--- Vorgegebener Text ---
►
Da es um Veränderungen geht, ist es wichtig, auch einen Blick zurück auf die Ursprünge des heutigen Bildungssystems zu wagen. Ausgehend davon kann die Relevanz und die Notwendigkeit der Umstrukturierung des Bildungswesens analog zum gesellschaftlichen Wandel festgestellt werden.
Dabei wird an ausgewählten Phänomenen des Bildungswesens der Weg des Bildungswandels beschrieben und gleichzeitig hinsichtlich der wachsenden direkten Abhängigkeit von Ökonomie und Bildung und dem daraus resultierenden Druck auf die Organisation Schule kritisch beleuchtet.
Worauf es bei der Verwirklichung der „guten Bildung“ und Bildung für nachhaltige Entwicklung ankommen sollte und wie dieses Ziel bestmöglich umgesetzt werden kann, ist Thema weiterer Unterkapitel. Vor diesem Hintergrund werden drei Bereiche einer intensiven Betrachtung unterzogen. Es geht dabei um Steigerung der Bildungsqualität durch Globales Lernen, wobei Qualität in diesem Zusammenhang mit Hilfe abschlussorientierter Tests als nicht erfahrbar dargestellt wird. Außerdem wird die Professionalisierung der Lehrkräfte unter der besonderen Berücksichtigung der Schulung der interkulturellen Kompetenz als notwendige Voraussetzungen für die weitergehenden Reformen dargestellt. Abschließend wird die Schule als eine gesellschaftliche Organisation betrachtet, welche sich in einem lokalen Netzwerk wiederfindet. Wie die Kooperation der Schule mit außerschulischen Trägern und insbesondere mit den NGOs eine neue Dimension des zeitgemäßen Lernens ermöglicht und welchen Stellenwert die Bildung für nachhaltige Entwicklung in Bezug auf die Veränderungen der Strukturen einnimmt, ist Gegenstand abschließender Betrachtungen.
1. Gesellschaftliche Veränderungen im 21. Jahrhundert
1.1 Beschleunigung-Kompetenzen-Nachhaltigkeit in der Wissensgesellschaft
Da die Globalisierung heute ein relativ unscharfer und weitflächiger Begriff ist, von dem viele Lebensbereiche betroffen sind, scheint es eingangs sinnvoll, auf die Veränderungen in der Gesellschaft einzugehen, die in einer besonderen Form die Informations- und Wissensverbreitung und deren Verarbeitung betreffen.
◄
--- Aufgabe a ---
Gib die Zeilen unten als JSON-Liste von Strings wieder, je Zeile ein String und ohne Leerzeilen. Beginne mit der Zeile, die „Mark the innermost point of each instance of the backpack“ enthält, und höre mit der letzten dieser Zeilen auf.

Gespeicherte Daten
►
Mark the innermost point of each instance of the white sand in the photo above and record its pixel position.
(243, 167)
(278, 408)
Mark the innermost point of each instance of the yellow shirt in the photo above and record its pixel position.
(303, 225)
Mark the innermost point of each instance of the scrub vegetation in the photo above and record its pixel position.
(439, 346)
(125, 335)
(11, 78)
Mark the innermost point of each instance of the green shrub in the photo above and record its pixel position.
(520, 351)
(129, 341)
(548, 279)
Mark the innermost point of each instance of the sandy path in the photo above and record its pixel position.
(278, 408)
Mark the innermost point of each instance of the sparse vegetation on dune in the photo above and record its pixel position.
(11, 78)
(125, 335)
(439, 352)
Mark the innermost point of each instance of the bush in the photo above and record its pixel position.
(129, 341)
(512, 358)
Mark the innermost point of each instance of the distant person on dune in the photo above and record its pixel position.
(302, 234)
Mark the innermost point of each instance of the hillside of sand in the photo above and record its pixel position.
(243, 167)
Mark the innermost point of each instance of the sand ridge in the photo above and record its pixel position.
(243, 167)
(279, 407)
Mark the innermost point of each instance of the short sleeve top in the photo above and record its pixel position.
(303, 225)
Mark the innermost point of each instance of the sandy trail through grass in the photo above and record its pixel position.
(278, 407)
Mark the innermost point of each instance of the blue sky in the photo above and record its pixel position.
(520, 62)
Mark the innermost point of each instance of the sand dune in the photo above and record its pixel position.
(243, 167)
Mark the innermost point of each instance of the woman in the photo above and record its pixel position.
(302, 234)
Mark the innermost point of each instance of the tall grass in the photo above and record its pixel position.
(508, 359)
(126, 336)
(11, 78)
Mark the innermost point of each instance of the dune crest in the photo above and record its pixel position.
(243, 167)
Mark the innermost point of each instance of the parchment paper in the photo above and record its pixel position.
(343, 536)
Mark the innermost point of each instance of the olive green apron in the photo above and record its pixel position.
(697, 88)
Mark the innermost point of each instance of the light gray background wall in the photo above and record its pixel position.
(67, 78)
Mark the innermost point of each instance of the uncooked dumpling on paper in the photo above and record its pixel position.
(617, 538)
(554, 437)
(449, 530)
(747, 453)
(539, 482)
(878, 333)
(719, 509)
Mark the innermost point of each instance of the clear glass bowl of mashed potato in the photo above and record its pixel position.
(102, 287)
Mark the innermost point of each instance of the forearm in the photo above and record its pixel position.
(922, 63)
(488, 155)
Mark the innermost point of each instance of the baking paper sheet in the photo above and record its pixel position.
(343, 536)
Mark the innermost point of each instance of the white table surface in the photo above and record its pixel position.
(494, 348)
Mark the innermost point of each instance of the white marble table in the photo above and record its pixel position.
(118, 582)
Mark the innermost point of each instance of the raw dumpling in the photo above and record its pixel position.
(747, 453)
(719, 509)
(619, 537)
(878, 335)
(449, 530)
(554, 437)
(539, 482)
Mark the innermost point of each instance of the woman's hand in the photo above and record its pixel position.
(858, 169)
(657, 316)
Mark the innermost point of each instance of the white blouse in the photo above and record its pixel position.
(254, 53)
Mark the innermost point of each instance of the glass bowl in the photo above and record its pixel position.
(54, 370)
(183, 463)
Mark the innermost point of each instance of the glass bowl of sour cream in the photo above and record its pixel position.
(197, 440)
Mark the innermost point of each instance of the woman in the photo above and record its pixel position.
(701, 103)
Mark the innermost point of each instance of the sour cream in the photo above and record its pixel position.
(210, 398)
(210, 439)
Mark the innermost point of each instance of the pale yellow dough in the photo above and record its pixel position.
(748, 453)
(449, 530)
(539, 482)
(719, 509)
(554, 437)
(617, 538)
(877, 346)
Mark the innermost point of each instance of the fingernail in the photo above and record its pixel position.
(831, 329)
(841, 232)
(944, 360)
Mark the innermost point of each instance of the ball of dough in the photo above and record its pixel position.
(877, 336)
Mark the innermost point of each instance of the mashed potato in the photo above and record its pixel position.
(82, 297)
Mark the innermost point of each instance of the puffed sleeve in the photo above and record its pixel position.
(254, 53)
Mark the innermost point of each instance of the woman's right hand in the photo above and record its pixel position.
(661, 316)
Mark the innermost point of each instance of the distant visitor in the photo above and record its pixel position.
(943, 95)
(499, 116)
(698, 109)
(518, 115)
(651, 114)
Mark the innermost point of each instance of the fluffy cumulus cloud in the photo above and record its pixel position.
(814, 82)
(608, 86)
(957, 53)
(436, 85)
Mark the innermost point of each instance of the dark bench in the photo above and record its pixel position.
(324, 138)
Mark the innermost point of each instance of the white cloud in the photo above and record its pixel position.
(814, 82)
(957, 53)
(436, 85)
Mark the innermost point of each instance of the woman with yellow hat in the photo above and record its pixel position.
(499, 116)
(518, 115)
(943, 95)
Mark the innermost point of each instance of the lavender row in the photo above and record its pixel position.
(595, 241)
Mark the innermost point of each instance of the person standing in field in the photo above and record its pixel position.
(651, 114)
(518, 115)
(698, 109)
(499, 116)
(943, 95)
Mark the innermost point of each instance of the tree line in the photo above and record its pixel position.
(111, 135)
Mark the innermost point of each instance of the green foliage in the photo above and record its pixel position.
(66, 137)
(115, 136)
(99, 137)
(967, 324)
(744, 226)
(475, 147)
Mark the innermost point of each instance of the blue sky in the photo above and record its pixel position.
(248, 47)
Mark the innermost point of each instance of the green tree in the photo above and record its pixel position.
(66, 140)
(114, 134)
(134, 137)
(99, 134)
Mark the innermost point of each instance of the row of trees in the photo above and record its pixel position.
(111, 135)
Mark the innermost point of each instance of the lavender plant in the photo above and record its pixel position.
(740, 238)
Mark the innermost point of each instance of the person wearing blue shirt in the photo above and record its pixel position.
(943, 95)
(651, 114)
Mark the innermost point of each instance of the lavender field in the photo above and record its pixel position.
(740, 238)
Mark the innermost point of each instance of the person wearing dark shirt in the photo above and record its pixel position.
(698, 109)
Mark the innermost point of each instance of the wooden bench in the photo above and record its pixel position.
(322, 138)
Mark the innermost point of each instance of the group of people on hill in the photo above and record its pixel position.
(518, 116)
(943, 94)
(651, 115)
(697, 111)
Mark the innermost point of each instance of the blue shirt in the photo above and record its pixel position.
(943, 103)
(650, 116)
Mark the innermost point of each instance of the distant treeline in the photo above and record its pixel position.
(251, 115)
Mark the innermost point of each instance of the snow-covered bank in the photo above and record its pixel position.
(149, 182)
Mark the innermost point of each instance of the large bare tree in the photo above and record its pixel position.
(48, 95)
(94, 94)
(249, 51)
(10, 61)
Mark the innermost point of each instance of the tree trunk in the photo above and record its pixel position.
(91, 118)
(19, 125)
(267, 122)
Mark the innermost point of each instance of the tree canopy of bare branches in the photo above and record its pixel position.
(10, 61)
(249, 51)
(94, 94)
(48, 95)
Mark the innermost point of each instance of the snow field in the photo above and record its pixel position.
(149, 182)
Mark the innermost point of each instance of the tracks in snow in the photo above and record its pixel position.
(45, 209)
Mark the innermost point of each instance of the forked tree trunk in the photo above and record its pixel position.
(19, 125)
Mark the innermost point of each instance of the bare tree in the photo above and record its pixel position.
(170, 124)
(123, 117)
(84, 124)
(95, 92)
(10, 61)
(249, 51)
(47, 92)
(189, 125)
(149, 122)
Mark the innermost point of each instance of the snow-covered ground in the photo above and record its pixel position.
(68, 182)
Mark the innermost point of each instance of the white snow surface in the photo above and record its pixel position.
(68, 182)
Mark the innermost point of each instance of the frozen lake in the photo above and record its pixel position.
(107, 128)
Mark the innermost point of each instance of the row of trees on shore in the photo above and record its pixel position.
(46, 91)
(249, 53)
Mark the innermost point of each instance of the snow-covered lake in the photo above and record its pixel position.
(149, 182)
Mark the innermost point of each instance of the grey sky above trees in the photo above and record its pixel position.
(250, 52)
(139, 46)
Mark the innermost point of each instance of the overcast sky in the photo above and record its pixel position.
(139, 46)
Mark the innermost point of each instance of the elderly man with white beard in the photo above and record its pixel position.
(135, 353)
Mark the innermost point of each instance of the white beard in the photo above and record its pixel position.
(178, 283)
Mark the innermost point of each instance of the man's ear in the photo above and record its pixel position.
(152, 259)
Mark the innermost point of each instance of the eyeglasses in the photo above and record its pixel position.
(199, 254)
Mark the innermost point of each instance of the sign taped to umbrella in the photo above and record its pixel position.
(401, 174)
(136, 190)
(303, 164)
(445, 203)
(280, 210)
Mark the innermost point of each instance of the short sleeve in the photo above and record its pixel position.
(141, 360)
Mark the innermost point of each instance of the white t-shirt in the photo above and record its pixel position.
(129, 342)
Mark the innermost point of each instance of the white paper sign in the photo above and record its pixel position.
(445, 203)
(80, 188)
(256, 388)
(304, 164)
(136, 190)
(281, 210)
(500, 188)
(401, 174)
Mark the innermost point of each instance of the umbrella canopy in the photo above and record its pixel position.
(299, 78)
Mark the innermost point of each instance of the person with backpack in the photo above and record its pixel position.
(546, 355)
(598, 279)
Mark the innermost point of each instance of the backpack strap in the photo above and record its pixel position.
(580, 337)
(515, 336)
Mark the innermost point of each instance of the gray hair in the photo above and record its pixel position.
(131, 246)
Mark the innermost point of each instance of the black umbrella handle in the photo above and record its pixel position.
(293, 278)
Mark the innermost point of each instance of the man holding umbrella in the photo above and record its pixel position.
◄
--- Aufgabe b ---
Beantworte kurz anhand des vorgegebenen Textes:
(i) Womit ist laut Text Qualität als nicht erfahrbar dargestellt?
(ii) Welche Kompetenz wird bei der Professionalisierung der Lehrkräfte besonders berücksichtigt?
(iii) Mit welchen zwei Adjektiven beschreibt der Text den Begriff der Globalisierung?

--- Richtige Lösung a ---
[
  "Mark the innermost point of each instance of the backpack strap in the photo above and record its pixel position.",
  "(580, 337)",
  "(515, 336)",
  "Mark the innermost point of each instance of the gray hair in the photo above and record its pixel position.",
  "(131, 246)",
  "Mark the innermost point of each instance of the black umbrella handle in the photo above and record its pixel position.",
  "(293, 278)",
  "Mark the innermost point of each instance of the man holding umbrella in the photo above and record its pixel position."
]

--- Richtige Lösung b ---
(i) Mit Hilfe abschlussorientierter Tests.
(ii) Die interkulturelle Kompetenz.
(iii) Als relativ unscharf und weitflächig.